[BEGIN MATERIAL FOR THE TASK]

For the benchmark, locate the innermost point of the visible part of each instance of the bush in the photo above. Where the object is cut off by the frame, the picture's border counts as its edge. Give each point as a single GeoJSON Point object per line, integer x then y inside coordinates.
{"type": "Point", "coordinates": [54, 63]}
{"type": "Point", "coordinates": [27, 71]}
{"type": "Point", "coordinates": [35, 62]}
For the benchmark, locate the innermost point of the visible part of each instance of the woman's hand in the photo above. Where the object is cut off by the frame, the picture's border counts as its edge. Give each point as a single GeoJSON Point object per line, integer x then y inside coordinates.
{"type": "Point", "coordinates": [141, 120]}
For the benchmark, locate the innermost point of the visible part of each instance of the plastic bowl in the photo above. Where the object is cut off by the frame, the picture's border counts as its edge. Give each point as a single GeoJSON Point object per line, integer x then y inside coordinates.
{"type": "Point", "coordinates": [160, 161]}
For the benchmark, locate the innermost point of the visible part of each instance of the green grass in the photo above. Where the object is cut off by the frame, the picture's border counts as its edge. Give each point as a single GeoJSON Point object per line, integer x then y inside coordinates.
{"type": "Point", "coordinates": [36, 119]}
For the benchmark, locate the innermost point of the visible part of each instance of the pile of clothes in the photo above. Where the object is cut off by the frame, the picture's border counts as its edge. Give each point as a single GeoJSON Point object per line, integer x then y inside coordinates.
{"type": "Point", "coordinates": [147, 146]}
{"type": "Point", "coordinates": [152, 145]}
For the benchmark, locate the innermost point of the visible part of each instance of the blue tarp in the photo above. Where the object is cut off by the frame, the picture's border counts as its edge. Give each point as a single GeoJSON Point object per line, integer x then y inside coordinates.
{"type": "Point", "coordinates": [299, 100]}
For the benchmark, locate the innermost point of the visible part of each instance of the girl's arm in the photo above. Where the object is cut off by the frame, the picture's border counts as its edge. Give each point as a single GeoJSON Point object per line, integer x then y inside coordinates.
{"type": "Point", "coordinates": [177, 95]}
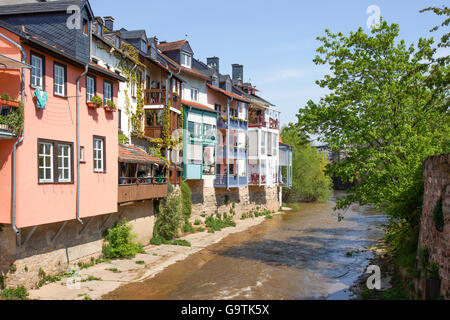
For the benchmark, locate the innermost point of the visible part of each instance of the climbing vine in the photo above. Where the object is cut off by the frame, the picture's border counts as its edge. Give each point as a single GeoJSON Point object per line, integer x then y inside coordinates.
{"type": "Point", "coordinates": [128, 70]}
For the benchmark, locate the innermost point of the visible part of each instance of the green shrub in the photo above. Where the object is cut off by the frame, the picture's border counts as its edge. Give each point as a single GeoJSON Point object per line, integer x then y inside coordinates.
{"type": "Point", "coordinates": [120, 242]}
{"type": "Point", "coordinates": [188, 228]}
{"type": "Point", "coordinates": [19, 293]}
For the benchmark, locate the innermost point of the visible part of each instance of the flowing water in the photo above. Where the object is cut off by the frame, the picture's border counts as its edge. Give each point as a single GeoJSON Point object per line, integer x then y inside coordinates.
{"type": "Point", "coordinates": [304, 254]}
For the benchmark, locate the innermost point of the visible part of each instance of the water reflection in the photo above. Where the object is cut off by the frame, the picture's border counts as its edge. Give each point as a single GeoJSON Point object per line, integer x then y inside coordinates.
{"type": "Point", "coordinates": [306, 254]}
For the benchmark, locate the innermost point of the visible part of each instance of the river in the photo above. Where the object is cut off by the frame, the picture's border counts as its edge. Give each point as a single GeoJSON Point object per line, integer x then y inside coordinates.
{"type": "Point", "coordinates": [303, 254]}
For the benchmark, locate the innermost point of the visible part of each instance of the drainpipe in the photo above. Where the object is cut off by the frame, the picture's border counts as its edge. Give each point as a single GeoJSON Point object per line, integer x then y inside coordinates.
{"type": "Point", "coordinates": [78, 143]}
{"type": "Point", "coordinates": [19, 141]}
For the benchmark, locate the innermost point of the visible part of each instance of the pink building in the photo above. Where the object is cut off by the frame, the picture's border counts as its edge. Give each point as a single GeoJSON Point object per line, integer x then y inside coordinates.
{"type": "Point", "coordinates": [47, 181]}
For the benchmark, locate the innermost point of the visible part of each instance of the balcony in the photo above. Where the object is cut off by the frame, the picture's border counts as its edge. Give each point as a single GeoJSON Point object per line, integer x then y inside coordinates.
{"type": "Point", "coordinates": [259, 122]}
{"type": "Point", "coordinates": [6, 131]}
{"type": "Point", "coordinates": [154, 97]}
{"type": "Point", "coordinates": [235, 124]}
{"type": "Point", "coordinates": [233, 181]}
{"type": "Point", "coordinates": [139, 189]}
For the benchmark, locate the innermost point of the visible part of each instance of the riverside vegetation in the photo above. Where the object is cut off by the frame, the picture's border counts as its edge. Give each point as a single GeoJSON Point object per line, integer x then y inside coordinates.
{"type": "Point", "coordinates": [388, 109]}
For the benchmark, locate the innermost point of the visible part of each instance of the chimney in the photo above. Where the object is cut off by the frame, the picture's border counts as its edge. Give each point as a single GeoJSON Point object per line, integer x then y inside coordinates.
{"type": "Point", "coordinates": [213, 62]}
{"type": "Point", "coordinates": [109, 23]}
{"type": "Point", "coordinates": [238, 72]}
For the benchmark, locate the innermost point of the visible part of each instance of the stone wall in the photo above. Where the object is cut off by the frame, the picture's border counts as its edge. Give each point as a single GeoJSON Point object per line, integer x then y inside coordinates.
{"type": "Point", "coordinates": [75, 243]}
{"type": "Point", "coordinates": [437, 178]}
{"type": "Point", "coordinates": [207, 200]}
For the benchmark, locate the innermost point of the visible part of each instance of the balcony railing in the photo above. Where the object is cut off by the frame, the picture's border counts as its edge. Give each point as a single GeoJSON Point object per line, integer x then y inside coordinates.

[END MATERIAL FOR THE TASK]
[BEGIN MATERIAL FOR THE TASK]

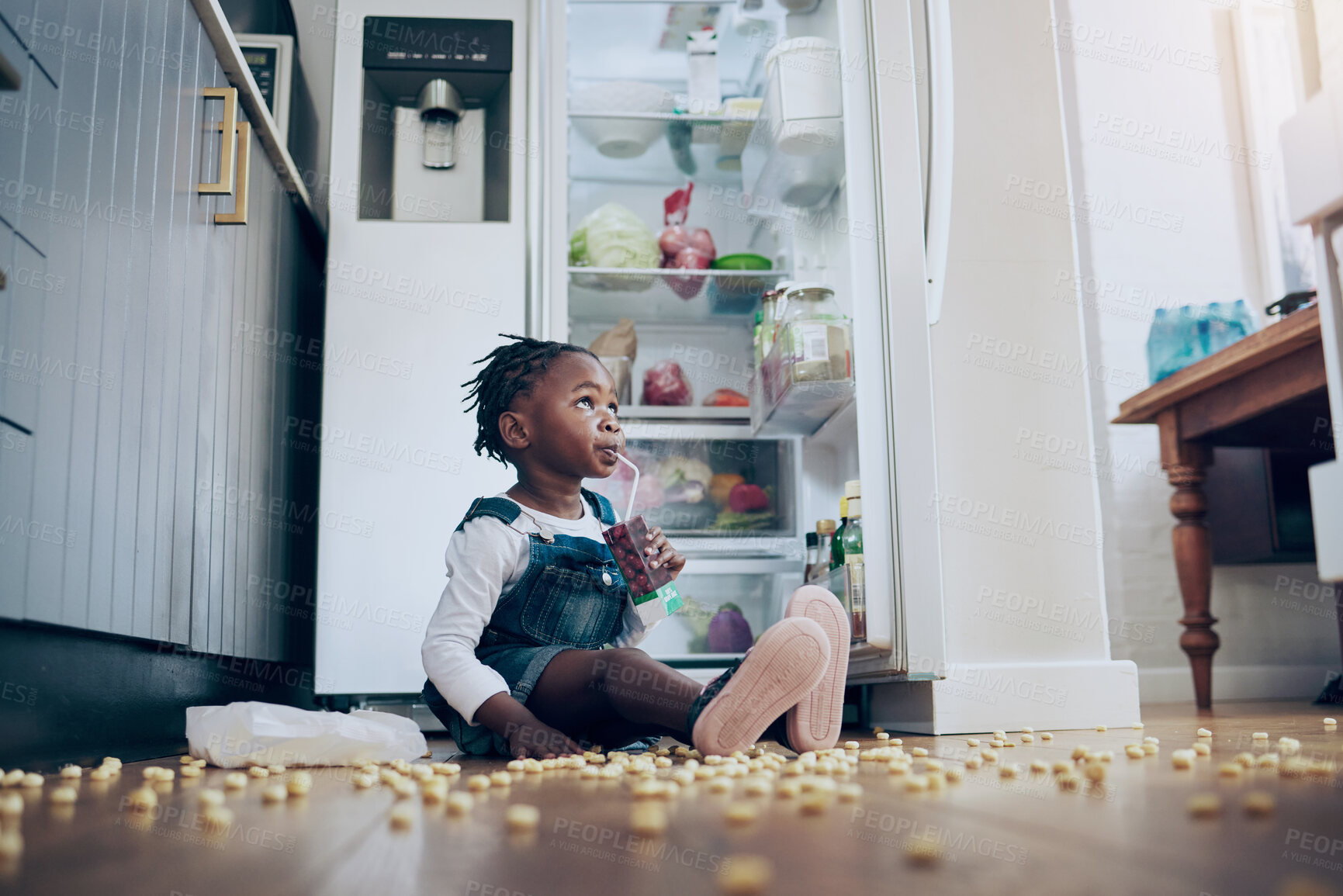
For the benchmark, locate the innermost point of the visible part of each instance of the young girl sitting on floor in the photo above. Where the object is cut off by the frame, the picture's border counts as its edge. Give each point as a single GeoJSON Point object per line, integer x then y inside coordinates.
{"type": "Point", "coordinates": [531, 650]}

[END MATERIAL FOR THE TASK]
[BEGIN MATERIAL FOR THE TASK]

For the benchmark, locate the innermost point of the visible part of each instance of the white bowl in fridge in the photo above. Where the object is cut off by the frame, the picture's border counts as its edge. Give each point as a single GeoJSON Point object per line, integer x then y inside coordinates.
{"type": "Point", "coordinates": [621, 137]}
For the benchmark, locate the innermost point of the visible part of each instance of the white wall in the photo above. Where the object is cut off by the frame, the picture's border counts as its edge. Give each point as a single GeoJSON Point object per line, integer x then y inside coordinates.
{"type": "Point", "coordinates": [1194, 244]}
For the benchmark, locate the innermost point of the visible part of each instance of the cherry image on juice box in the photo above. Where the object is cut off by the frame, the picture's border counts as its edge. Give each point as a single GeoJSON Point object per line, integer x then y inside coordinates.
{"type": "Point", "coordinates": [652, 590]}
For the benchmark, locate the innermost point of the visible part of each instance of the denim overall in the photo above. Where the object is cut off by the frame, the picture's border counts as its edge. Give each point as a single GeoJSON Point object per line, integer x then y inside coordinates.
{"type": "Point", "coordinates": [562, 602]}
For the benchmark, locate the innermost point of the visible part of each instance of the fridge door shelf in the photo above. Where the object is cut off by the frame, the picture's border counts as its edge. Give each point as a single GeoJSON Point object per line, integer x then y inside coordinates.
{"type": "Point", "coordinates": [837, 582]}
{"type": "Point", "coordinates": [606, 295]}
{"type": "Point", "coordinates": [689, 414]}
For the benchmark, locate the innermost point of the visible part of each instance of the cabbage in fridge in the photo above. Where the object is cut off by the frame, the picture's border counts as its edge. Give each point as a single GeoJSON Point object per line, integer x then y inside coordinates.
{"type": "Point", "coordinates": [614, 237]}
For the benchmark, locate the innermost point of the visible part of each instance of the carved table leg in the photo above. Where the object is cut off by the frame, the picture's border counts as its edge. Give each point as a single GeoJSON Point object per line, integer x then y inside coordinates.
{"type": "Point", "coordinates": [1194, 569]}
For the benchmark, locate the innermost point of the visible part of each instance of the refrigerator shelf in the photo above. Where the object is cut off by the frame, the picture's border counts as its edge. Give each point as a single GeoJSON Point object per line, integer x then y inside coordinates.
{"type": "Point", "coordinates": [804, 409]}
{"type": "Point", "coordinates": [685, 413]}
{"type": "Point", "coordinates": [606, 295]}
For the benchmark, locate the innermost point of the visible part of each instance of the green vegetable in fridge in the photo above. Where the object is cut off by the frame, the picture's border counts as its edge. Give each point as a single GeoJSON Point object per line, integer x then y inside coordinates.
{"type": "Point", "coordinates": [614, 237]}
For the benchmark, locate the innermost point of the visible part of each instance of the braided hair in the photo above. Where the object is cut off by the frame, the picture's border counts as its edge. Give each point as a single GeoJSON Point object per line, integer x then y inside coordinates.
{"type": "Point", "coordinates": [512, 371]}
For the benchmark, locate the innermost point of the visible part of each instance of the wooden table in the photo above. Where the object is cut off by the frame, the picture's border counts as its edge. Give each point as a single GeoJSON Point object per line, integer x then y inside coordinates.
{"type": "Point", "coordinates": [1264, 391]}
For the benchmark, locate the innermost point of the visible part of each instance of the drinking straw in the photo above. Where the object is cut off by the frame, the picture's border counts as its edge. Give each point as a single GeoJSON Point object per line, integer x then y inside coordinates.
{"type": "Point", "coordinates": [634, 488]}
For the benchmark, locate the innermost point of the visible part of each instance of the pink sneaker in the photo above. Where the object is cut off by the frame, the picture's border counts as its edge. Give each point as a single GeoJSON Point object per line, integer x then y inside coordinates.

[END MATERIAL FOR THE TASK]

Pull out every line of the records above that contains the word "stone", and copy each of those lines in full.

▶ EXPECTED ANSWER
For the benchmark, locate the innermost point of the visible part of each instance of the stone wall in the photo above. Where the object is cut off by the frame, the picture's border counts as its edge. Give each point as a single GeoJSON Point object per line, integer x then y inside coordinates.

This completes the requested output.